Stored items:

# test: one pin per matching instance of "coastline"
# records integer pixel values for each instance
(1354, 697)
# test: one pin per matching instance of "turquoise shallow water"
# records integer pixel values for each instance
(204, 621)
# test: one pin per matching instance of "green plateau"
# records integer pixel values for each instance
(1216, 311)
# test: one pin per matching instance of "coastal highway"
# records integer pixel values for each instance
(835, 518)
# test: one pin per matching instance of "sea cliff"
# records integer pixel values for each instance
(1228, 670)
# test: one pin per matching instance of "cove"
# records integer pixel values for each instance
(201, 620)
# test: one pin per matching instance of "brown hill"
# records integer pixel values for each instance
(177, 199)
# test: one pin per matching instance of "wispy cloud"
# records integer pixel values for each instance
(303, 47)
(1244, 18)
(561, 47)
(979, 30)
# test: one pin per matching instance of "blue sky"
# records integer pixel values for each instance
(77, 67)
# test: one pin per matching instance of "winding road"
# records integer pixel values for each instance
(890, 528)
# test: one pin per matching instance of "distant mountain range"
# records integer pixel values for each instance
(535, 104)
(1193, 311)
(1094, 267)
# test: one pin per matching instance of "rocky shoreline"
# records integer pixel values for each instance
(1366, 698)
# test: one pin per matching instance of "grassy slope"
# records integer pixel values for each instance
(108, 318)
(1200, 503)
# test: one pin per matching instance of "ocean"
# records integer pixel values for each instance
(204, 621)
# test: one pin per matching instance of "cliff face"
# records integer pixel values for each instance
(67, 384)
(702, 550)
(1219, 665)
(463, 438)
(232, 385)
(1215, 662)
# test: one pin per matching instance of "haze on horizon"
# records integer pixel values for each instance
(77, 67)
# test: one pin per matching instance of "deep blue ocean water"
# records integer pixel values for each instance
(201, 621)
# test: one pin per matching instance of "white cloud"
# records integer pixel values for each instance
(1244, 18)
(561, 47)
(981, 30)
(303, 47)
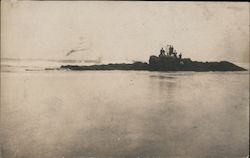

TASK STATEMENT =
Could you reproduce every entry exactly, leaving out the pictures?

RESULT FOR THIS TASK =
# test: one pin per matching instance of "coastline"
# records integer pixel values for each instance
(1354, 697)
# test: one pin per matching instance of "turquoise shallow water"
# records integer pixel values for each instance
(204, 621)
# test: one pin per matching instance of "green plateau"
# records integer pixel values for each instance
(1216, 311)
# test: one pin per matching instance of "coastal highway"
# records integer pixel values for each instance
(835, 518)
# test: one pin per matching instance of "sea cliff"
# records integer pixel values for each instance
(1228, 670)
# test: one pin per matching instance of "cove"
# records integer pixel values for each instance
(201, 620)
# test: one pin per matching instance of "brown hill"
# records integer pixel values for each instance
(177, 199)
# test: one pin per matching instance of "wispy cloud"
# records integer pixel values for each instance
(303, 47)
(1244, 18)
(561, 47)
(979, 30)
# test: one pin per matching instance of "blue sky"
# records integer pixel values for each instance
(77, 67)
# test: one pin per matching instance of "winding road"
# records integer pixel values for each instance
(890, 528)
# test: one pin per matching instance of "distant mountain range"
# records integer pixel values for each instance
(535, 104)
(1193, 311)
(1094, 267)
# test: one pin per matching instance of "rocky shoreline"
# records integer pixel values for each instance
(1366, 698)
# test: one pin per matching instance of "grassy slope"
# records integer pixel values for each instance
(108, 318)
(1200, 503)
# test: one pin per matching instance of "ocean"
# records integer pixel values for each instance
(204, 621)
# test: one pin per matching instance of "cliff face"
# records integer pixel values for each instance
(67, 384)
(702, 550)
(1219, 665)
(463, 438)
(232, 385)
(1215, 662)
# test: one pin per matching instance of "haze on horizon"
# records integer pixel values for each instance
(77, 67)
# test: one pin per matching instance of "deep blue ocean water"
# records integer pixel values for each instance
(201, 621)
# test: one pin per matching instance of "white cloud"
# records integer pixel values for each instance
(1244, 18)
(561, 47)
(981, 30)
(303, 47)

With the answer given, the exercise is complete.